WRITTEN REQUEST »
Reproduce the full listing that appears beneath this instruction exactly.

RECORDS FOR THIS TASK »

'''

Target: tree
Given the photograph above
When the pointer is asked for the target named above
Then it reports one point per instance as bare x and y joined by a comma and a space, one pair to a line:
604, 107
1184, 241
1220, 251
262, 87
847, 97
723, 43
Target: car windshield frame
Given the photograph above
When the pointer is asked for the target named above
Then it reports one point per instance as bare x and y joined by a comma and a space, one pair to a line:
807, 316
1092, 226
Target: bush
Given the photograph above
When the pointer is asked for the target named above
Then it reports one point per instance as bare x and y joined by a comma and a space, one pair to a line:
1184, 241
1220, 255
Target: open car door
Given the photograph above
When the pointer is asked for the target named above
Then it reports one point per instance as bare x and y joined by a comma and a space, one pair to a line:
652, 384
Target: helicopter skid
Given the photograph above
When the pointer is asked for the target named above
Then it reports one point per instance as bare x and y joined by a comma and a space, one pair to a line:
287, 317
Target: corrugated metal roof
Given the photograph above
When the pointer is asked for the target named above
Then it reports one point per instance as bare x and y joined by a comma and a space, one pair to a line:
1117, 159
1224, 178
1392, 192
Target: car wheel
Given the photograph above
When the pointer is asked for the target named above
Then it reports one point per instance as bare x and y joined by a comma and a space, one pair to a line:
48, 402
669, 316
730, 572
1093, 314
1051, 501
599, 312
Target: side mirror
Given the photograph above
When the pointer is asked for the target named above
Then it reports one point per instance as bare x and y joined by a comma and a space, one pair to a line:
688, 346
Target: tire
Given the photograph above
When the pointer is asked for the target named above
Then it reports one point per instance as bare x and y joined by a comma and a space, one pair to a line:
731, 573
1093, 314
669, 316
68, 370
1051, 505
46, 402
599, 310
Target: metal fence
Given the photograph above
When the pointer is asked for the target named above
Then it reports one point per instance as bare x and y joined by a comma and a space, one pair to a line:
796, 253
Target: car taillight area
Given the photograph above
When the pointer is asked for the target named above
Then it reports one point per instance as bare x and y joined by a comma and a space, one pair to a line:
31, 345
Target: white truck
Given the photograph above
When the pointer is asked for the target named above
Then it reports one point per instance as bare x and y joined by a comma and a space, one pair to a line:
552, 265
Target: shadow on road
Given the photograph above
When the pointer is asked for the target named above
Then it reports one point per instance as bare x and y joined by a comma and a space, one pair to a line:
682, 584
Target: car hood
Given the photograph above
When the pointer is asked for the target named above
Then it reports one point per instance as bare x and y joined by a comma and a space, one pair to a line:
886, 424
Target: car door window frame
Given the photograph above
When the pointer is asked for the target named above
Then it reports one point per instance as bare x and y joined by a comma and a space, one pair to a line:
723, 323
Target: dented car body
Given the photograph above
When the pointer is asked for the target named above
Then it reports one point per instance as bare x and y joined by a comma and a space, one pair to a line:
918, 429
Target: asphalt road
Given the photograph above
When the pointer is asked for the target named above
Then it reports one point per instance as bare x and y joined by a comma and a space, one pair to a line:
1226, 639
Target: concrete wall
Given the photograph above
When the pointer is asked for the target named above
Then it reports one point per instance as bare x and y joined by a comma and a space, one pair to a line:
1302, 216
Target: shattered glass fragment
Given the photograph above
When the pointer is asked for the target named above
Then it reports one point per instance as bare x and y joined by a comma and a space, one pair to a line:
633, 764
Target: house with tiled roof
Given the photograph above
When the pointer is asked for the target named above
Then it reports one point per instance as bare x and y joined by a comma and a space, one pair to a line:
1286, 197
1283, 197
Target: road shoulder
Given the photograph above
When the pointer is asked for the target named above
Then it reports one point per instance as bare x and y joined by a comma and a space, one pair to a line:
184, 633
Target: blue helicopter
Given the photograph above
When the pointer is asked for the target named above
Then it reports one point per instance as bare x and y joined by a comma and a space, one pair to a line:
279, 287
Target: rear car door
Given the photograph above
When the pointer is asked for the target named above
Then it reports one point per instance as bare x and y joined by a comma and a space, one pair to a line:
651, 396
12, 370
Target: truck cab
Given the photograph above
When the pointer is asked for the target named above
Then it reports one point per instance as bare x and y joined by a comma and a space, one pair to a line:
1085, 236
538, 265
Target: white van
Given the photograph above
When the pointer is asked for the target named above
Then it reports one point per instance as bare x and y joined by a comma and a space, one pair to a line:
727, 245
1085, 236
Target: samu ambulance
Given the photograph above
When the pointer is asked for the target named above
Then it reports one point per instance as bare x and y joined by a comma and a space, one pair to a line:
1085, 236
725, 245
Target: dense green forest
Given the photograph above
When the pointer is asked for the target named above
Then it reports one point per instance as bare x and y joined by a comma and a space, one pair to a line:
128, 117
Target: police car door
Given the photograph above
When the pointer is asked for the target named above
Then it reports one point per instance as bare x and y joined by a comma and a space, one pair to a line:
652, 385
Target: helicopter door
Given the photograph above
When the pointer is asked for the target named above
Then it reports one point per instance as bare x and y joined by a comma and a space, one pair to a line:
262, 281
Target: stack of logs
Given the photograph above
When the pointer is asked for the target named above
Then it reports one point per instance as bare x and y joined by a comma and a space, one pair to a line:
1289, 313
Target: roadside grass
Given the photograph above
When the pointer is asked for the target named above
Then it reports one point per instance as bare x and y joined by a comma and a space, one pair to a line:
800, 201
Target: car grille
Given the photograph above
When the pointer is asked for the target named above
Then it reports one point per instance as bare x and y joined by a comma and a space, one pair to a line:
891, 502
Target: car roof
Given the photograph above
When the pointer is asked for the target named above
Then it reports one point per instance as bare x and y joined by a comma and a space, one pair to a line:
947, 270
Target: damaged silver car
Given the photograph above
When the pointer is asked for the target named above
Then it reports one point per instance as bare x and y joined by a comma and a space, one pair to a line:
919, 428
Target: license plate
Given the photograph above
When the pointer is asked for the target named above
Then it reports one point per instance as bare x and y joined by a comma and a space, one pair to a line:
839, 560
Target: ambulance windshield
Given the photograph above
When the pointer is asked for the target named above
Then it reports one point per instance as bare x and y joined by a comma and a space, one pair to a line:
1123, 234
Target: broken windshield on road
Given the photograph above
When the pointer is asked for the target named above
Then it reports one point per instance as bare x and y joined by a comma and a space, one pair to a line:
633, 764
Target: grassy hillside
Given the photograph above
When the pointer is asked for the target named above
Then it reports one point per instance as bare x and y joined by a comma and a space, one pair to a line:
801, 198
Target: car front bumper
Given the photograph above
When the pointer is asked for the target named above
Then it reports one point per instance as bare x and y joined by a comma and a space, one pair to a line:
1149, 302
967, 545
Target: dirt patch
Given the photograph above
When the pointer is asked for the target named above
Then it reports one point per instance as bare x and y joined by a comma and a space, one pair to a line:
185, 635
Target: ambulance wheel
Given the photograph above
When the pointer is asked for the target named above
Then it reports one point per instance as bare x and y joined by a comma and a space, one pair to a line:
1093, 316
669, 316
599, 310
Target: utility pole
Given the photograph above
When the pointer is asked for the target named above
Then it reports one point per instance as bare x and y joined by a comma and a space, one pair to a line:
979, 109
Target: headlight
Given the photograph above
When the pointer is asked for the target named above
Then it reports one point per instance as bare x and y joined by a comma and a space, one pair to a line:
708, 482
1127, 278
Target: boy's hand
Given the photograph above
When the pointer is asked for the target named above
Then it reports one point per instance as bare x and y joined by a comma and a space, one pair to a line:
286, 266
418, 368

'''

SOLUTION BELOW »
Target: tree
Given the photograph above
When the pointer is asked for the target named above
Then it reports one point per instance as bare x and y joined by a comma and a space, one pair to a line:
604, 107
1184, 241
1220, 251
262, 87
847, 97
723, 43
Target: car windshield frame
Given the photograph above
When the pointer is asked for the target named above
Then it reports one point per instance as bare x and y joined by a comma and a space, one pair to a line:
807, 316
1092, 226
Target: bush
Given the photograph above
When the pointer is asked for the target named above
Then it reports one point per instance as bare x and y joined by a comma and a space, one pair to a line:
1184, 241
1220, 255
Target: open car door
Given the photograph above
When the pointer is asked for the target named above
Then it reports one point per instance as bare x and y joined by a comma and a space, one pair to a line:
652, 384
Target: helicopter skid
Given the photograph above
When the pointer is asked for the target named above
Then it reports one point per instance as bare x and y joined by a comma and a space, one pair to a line:
287, 317
Target: corrugated metal roof
Given the photograph above
When the pointer is asked for the target named above
Then it reports one point per instance as bare x and y joined by a comma and a space, one pair to a line:
1117, 159
1224, 178
1392, 192
Target: car wheel
Given the photograph above
When the pointer is asked for the target named above
Then it reports one point per instance as bare x and y joined by a comma and a space, one pair to a line:
48, 402
669, 316
730, 572
1093, 314
1051, 501
599, 312
Target: side mirror
Given the photograph above
When the pointer is asked for the target named above
Then it reports one point per instance as bare x and y joined by a comma and a space, one pair to a line:
688, 346
Target: tire
Given the photograph above
When the pointer is asked for the target named above
Then it reports one point per instance as bare x and y joined by a comma and a space, one pair to a line:
731, 573
1093, 314
669, 316
68, 370
1051, 505
46, 402
599, 310
Target: metal fence
Given the photograph above
When the pointer is asked for the target named above
Then it reports one point per instance as bare x and y joined by a comma and a space, one pair to a line:
796, 253
Target: car taillight area
Given the photograph above
When the pointer is asked for the target named above
Then it reports one point per instance as bare x and y joined by a comma and a space, one pair to a line:
31, 345
Target: white truck
Given the photograph above
When the pointer is asked for the target named above
Then it reports one point per instance as bare x and y joined by a comma and a space, one pair to a line:
552, 265
Target: shadow on road
Given the photograph above
When the pointer is asked for the target named above
Then it reports one point per instance as bare x and y joined by a comma and a space, one pair to a line:
682, 584
Target: car hood
Given the photograph above
When the pointer is asked for the target named above
Then it reports one point per instance as bare x and y joined by a comma and a space, one pair to a line:
886, 424
Target: car door window frame
Given the photograph above
When the pointer is asked for the target named above
Then it reports one point per instance as bare x and y joined by a comma and a space, one pair to a line:
723, 323
Target: dented car body
Given the photograph above
When the pointer is asked for the target named above
Then it reports one point per instance as bare x and y joined by a comma and a space, one pair to a line:
918, 429
Target: asphalt road
Given the photograph above
When the pointer is asked for the target named above
Then it reports one point per instance as bare x and y joined by a comma and a space, one pair to a line:
1226, 639
Target: concrete wall
Given the photograph above
When the pointer is asked for the target named above
Then it reports one point per instance as bare x and y joined by a comma and a space, one pair to a line:
1302, 216
Target: shattered glass fragment
Given the photograph above
When the pointer is asked for the target named above
Then it reports one point per instance as bare x and y joined by a comma and a space, one pair to a line:
633, 764
Target: house with tiled roof
Given the photograph above
When the pointer is asked for the target named above
Then it reports one point per instance as bare x and y joined by a comma and a space, one pair to a line:
1286, 197
1283, 197
Target: road shoulder
Given the photograph above
When the pointer is asked for the target named above
Then it reports one point per instance as bare x and y joined by a comma and a space, one pair to a line:
184, 633
Target: blue helicopter
Given the photograph above
When the pointer is asked for the target named above
Then it reports one point per instance as bare x and y joined by a comma and a space, one pair to a line:
279, 287
Target: rear car door
Given the photograph above
When the pointer is asked for the target named above
Then it reports one point per instance as bare x and y joined by a comma and a space, one pair to a line:
651, 396
12, 370
Target: truck cab
Given the photograph above
When the pointer is asked for the target named above
Then it reports one point per instance as bare x and y joined by a comma and a space, one pair to a line:
1085, 236
538, 265
Target: white van
Given the photograph above
When the pointer is asked for the target named above
Then it reports one point per instance as bare x and y joined by a comma and a space, one pair to a line:
727, 245
1085, 236
Target: samu ambulance
Given the photograph above
When the pointer is asked for the target named above
Then it reports one point per instance as bare x and y joined by a comma and a space, one pair to a line:
1085, 236
725, 245
Target: dense green forest
Given the photograph above
When the pointer is asked for the target named above
Then it reports one point per instance as bare x and y joined by a comma and a space, one pair to a line:
128, 117
Target: police car door
Given the photograph above
When the pointer is asked for the target named above
Then it reports one point per instance as bare x and y joined by a comma and a space, one pair to a line:
652, 385
Target: helicopter door
Given the photograph above
When the pointer is asked for the target named above
Then it reports one point per instance as bare x and y joined by a comma and a space, one pair to a line:
262, 281
Target: stack of logs
Given the photograph above
When the pointer is asked for the target named above
Then it reports one point per instance as bare x and y joined by a comma and a space, one pair to a line:
1289, 313
Target: roadside grass
Given the photograph above
When the pointer is asked for the target named above
Then it reports one point per instance as bare x and y joined by a comma and a space, one pair to a line:
800, 201
Target: car grille
Given the photograph above
When the pointer is asked for the target named above
Then it reports one point per instance as bare x and y joined by a comma and a space, one pair to a line:
891, 502
Target: car roof
Given the photograph above
When the pointer is asked for the target named above
Then it reports one point per instance as bare x and y joined by a comma and a space, one pair to a line:
947, 270
Target: damaged silver car
Given the photograph above
When the pointer is asked for the target named above
Then it reports one point per instance as bare x and y joined by a comma and a space, one pair to a line:
919, 428
Target: license plate
Given the photograph above
When the pointer is asked for the target named above
Then it reports one point per instance as bare x and y joined by a comma and a space, one pair to a line:
839, 560
Target: ambulance windshield
Given the photograph above
When the pointer is asked for the target named above
Then it reports one point per instance as bare x and y joined by a comma and a space, one pair to a line:
1123, 234
Target: broken windshield on road
Given the photograph above
When the pointer is asked for the target named above
Then it reports one point per instance as bare x and y joined by a comma and a space, one pair to a line:
633, 764
Target: grassy hillside
Given the photograph above
When the pointer is asked for the target named above
Then it reports one point per instance as bare x and y joined by a comma and a space, one pair to a line:
801, 198
Target: car front bumper
Given the photograph above
When the pointer is asked for the target named above
Then it reports one point per instance as bare x and y joined by a comma and a space, one pair to a line:
1149, 302
967, 545
Target: dirt patch
Given the photograph above
When the pointer is asked for the target named above
Then it reports one point per instance as bare x and y joined by a comma and a space, one pair to a line:
185, 635
Target: ambulance wheel
Given the photograph above
When the pointer is asked for the target named above
Then it reports one point per instance as bare x and y joined by a comma and a space, one pair to a line:
1093, 316
669, 316
599, 310
Target: utility pole
Given the photograph above
When the pointer is asked for the target named above
Then it reports one point per instance as bare x and y joined by a comma and a space, one pair to a line:
979, 109
Target: headlight
Given the photograph above
When the pointer is asked for the target named above
Then it reports one point per instance as bare x and y joined by a comma and a space, one pair to a line:
708, 482
1127, 278
Target: boy's hand
Given the photograph above
When the pointer is asked for the target named above
Then it reports one point per instance as bare x and y joined by a comma and a space, one pair to a line:
286, 266
418, 368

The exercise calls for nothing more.